熱収縮フィルムに関する下の文書から、「なお、本発明における数値範囲」から「のが一般的な加工方法である。」までの部分をすべて、一字も変えずに書き写してください。

文書の抜粋:
+++
なお、本発明における数値範囲の上限値及び下限値は、本発明が特定する数値範囲から僅かに外れる場合であっても、当該数値範囲内と同様の作用効果を備えている限り本発明の均等範囲に含める意を包含するものである。
【0014】
以下、本発明を詳しく説明する。
【0015】
(容器の加工工程)
本件発明を利用できる用途の一つである、食品容器用の加工工程について説明する。
まず、延伸フィルムに印刷を施して、断裁機で商品形状・大きさに併せて、カットする。この時に一面にVノッチ、Wノッチ等の開封用の切り込み等が施される。これを商品が入ったアルミニウム及びPSP等のプラスチック容器に手作業で上部に装着させ、上下挟み込みベルトコンベアーにフィルム毎容器を流し、サイドに組み込まれた熱風ノズルから加熱エアーを吹き出して、容器側面のフィルムを収縮させることにより容器のへりにフィルムが巻き付くように被せられる。更に、上部挟み込みコンベヤーから開放された上で上部に加熱エアーを当ててフィルムにタイト感をもたせるのが一般的な加工方法である。
【0016】
開封用の切り込みパターンはVノッチ、Wノッチ等の形状が一般的であるが商品によっては逆にU字型の突起をもたせて、開封口とする場合もある。本発明の熱収縮フィルムが、開封用の切り込みを設けた容器蓋材に適している理由として、収縮応力が低いことと、引き裂き性が良いことが挙げられる。収縮応力が低いと収縮加工時の加熱収縮においても開封用の切り込みが変形することが少なく、引き裂き性が良いと、スムーズな開封を実現できるからである。
【0017】
(乳酸系重合体)
本発明の乳酸系重合体は、D−乳酸またはL−乳酸の単独重合体またはそれらの共重合体をいう。即ち、構造単位がL−乳酸であるポリ(L−乳酸)、構造単位がD−乳酸であるポリ(D−乳酸)、或いは、構造単位がL−乳酸及びD−乳酸であるポリ(DL−乳酸)、或いはこれらの二種類以上の混合体或いは共重合体を包含する。
+++
データ行:
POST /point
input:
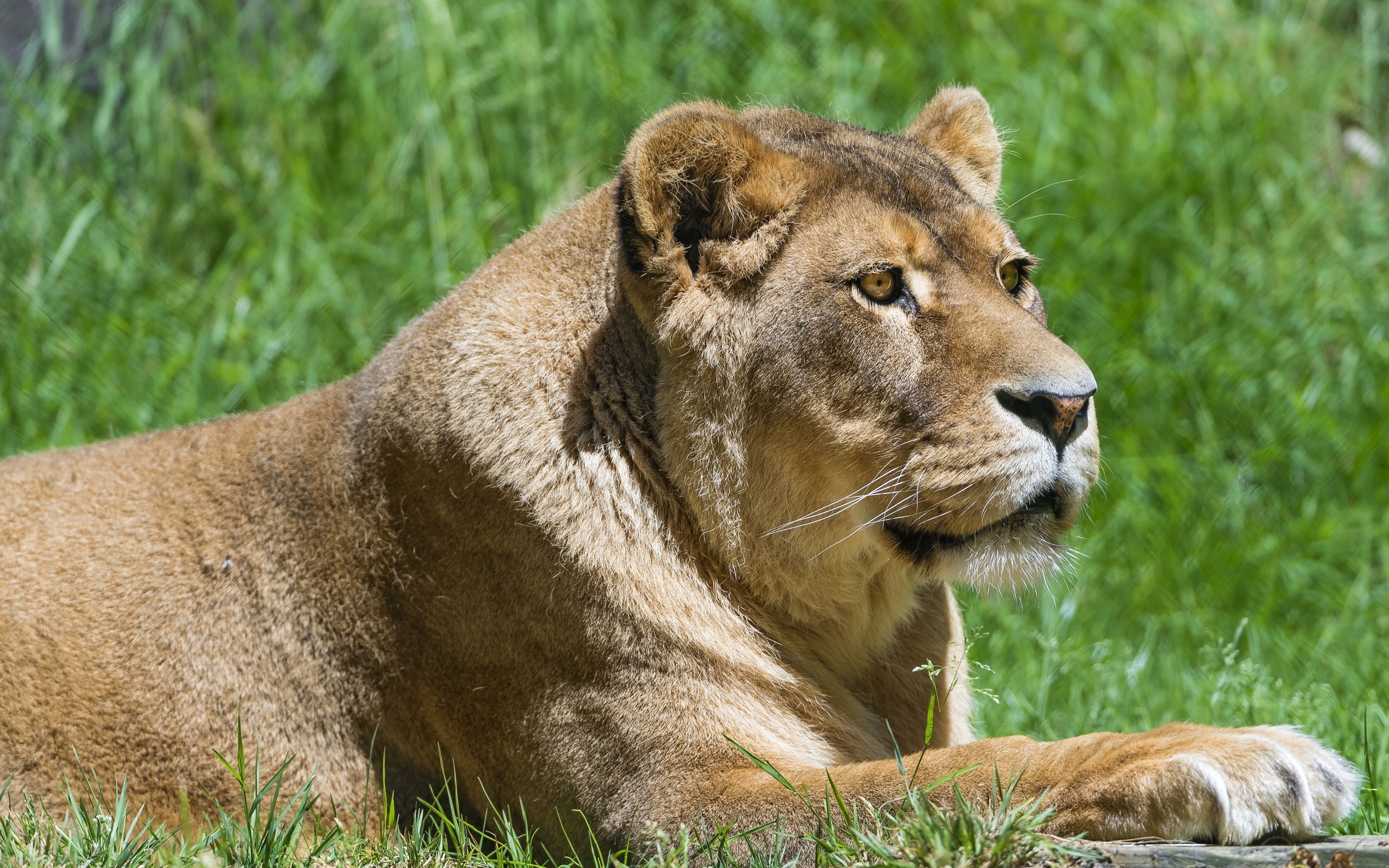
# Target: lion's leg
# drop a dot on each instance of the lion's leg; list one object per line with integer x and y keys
+++
問題の解答:
なお、本発明における数値範囲の上限値及び下限値は、本発明が特定する数値範囲から僅かに外れる場合であっても、当該数値範囲内と同様の作用効果を備えている限り本発明の均等範囲に含める意を包含するものである。
【0014】
以下、本発明を詳しく説明する。
【0015】
(容器の加工工程)
本件発明を利用できる用途の一つである、食品容器用の加工工程について説明する。
まず、延伸フィルムに印刷を施して、断裁機で商品形状・大きさに併せて、カットする。この時に一面にVノッチ、Wノッチ等の開封用の切り込み等が施される。これを商品が入ったアルミニウム及びPSP等のプラスチック容器に手作業で上部に装着させ、上下挟み込みベルトコンベアーにフィルム毎容器を流し、サイドに組み込まれた熱風ノズルから加熱エアーを吹き出して、容器側面のフィルムを収縮させることにより容器のへりにフィルムが巻き付くように被せられる。更に、上部挟み込みコンベヤーから開放された上で上部に加熱エアーを当ててフィルムにタイト感をもたせるのが一般的な加工方法である。